**** MATERIALS PROVIDED
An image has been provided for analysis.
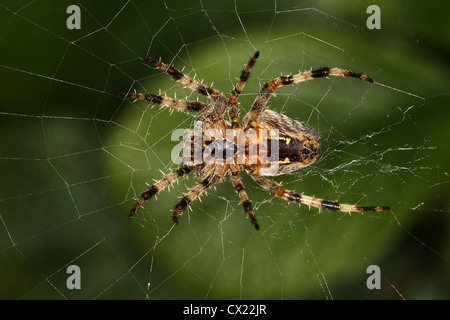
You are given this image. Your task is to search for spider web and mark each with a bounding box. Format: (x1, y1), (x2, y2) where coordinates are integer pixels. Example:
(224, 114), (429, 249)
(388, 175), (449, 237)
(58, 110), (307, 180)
(0, 0), (450, 299)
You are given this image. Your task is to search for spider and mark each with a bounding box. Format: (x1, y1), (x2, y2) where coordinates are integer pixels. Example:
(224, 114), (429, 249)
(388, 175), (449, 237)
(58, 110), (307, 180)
(121, 51), (390, 230)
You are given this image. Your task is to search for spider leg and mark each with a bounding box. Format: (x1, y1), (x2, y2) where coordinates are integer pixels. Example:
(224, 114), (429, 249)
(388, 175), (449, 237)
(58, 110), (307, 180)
(250, 173), (391, 213)
(120, 93), (208, 112)
(246, 67), (374, 124)
(172, 175), (222, 224)
(230, 170), (259, 230)
(228, 51), (259, 129)
(128, 165), (195, 219)
(145, 57), (226, 101)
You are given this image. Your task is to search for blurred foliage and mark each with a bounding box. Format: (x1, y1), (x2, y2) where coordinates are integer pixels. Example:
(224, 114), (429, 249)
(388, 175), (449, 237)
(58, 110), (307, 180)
(0, 0), (450, 299)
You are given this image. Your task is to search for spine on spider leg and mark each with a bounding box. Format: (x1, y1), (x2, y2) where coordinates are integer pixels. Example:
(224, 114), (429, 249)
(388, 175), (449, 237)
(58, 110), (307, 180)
(128, 165), (195, 219)
(310, 67), (374, 82)
(274, 186), (391, 213)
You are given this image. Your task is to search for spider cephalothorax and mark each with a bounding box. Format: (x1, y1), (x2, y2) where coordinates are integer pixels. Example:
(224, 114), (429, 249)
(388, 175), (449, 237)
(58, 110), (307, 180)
(121, 52), (390, 230)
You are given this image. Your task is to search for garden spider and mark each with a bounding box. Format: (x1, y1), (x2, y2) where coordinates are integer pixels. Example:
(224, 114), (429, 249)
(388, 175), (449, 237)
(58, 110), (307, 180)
(121, 51), (390, 230)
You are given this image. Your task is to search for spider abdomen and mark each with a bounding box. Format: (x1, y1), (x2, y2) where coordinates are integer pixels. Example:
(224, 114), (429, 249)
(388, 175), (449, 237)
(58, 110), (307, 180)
(248, 110), (322, 176)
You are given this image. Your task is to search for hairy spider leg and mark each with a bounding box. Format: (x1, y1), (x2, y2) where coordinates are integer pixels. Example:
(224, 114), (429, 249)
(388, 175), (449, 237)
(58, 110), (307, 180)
(120, 93), (208, 112)
(145, 57), (226, 100)
(249, 172), (391, 213)
(230, 169), (259, 230)
(128, 165), (195, 219)
(228, 51), (259, 129)
(172, 175), (223, 224)
(245, 67), (374, 125)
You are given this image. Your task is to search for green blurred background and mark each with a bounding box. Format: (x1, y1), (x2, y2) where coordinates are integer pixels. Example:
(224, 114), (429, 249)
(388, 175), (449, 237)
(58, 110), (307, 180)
(0, 0), (450, 299)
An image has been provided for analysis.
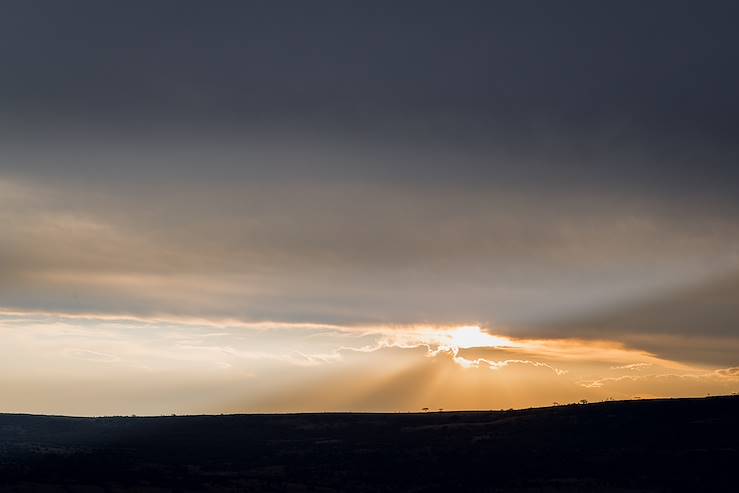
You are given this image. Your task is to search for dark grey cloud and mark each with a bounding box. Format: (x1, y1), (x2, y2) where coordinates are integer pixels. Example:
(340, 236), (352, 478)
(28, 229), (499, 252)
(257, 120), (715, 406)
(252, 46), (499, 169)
(0, 1), (739, 366)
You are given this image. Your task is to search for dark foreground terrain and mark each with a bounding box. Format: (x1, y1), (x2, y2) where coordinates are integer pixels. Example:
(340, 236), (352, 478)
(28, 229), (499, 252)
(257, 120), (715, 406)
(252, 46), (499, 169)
(0, 397), (739, 492)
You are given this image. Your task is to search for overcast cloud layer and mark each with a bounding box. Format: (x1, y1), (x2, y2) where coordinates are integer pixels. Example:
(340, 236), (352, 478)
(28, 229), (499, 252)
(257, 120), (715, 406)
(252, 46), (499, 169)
(0, 1), (739, 408)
********
◆ **PROBLEM TO WORK ON**
Reproduce all of the entries above verbatim, line for line, without the pictures.

◆ **THE SOLUTION**
An image has been provided for analysis.
You are given this image. Your task is to search for spider web and mark each with a bounding box. Format: (x1, y1), (x2, y2) where coordinates are integer pixels. Example:
(224, 114), (429, 249)
(388, 175), (449, 237)
(58, 110), (307, 180)
(0, 0), (450, 299)
You are given this image. Your task is to search for spider and mark each with a bounding box. Format: (x1, y1), (x2, y2) where coordinates are integer pixels. Example:
(224, 114), (429, 249)
(388, 175), (449, 237)
(58, 110), (307, 180)
(121, 51), (390, 230)
You are given this image. Your task is to search for spider leg and mark each with a bounding box. Format: (x1, y1), (x2, y2) where coordinates are integer pixels. Example:
(224, 114), (429, 249)
(388, 175), (449, 237)
(58, 110), (307, 180)
(250, 173), (391, 213)
(120, 93), (208, 112)
(246, 67), (374, 124)
(172, 175), (222, 224)
(230, 170), (259, 230)
(228, 51), (259, 129)
(128, 165), (195, 219)
(145, 57), (226, 101)
You are given this image. Your task is to search for blurred foliage and mark each with a bounding box. Format: (x1, y1), (x2, y2) where coordinates are integer pixels. Example:
(224, 114), (429, 249)
(388, 175), (449, 237)
(58, 110), (307, 180)
(0, 0), (450, 299)
You are given this image. Your task is to search for spine on spider leg and mark each with a bounding box. Format: (x1, y1), (x2, y2) where coordinates are integer pixels. Example:
(224, 114), (429, 249)
(388, 175), (449, 237)
(58, 110), (307, 180)
(128, 165), (195, 219)
(310, 67), (374, 82)
(274, 186), (391, 213)
You are given this image. Your task is to search for spider cephalothorax and mark each with a bounding box. Format: (x1, y1), (x2, y2) where coordinates are integer pixels. Example:
(224, 114), (429, 249)
(388, 175), (449, 237)
(58, 110), (307, 180)
(121, 52), (390, 230)
You are given this image. Your task is to search for garden spider and mark each with a bounding box. Format: (x1, y1), (x2, y2) where coordinates are integer pixels. Example:
(224, 114), (429, 249)
(388, 175), (449, 237)
(58, 110), (307, 180)
(121, 51), (390, 230)
You are given this image. Your task is to search for spider abdomen and mark each with a bounding box. Format: (x1, y1), (x2, y2) where coordinates are integer pixels. Example:
(224, 114), (429, 249)
(388, 175), (449, 237)
(58, 110), (307, 180)
(248, 110), (322, 176)
You are given this image. Your task is to search for hairy spider leg and mark each with a bounding box. Format: (x1, y1), (x2, y2) where coordinates are integer pixels. Example:
(224, 114), (429, 249)
(388, 175), (449, 237)
(58, 110), (307, 180)
(120, 93), (208, 112)
(145, 57), (226, 100)
(249, 172), (391, 213)
(230, 169), (259, 230)
(128, 165), (195, 219)
(228, 51), (259, 129)
(172, 175), (223, 224)
(245, 67), (374, 125)
You are given this image. Your task is to search for green blurred background and mark each with a bounding box. Format: (x1, y1), (x2, y2) where coordinates are integer pixels. Example:
(224, 114), (429, 249)
(388, 175), (449, 237)
(58, 110), (307, 180)
(0, 0), (450, 299)
An image has been provided for analysis.
You are given this image. Your task is to search for dark grey cloud and mark each with a bounding box. Format: (x1, y1), (x2, y2) where coordinates are integer pixels. Example:
(340, 236), (352, 478)
(28, 229), (499, 252)
(257, 120), (715, 406)
(252, 46), (499, 169)
(0, 1), (739, 366)
You are given this image. Your task is to search for dark foreground terrain and mark each with a bounding box. Format: (x1, y1), (x2, y2) where coordinates are integer pixels. Example:
(340, 236), (352, 478)
(28, 229), (499, 252)
(257, 120), (715, 406)
(252, 46), (499, 169)
(0, 397), (739, 492)
You are given this image. Your task is to search for overcast cloud layer and mark each with a bounding box. Format: (x1, y1), (x2, y2) where coordinates are integer pixels. Example:
(340, 236), (352, 478)
(28, 229), (499, 252)
(257, 120), (715, 406)
(252, 46), (499, 169)
(0, 1), (739, 408)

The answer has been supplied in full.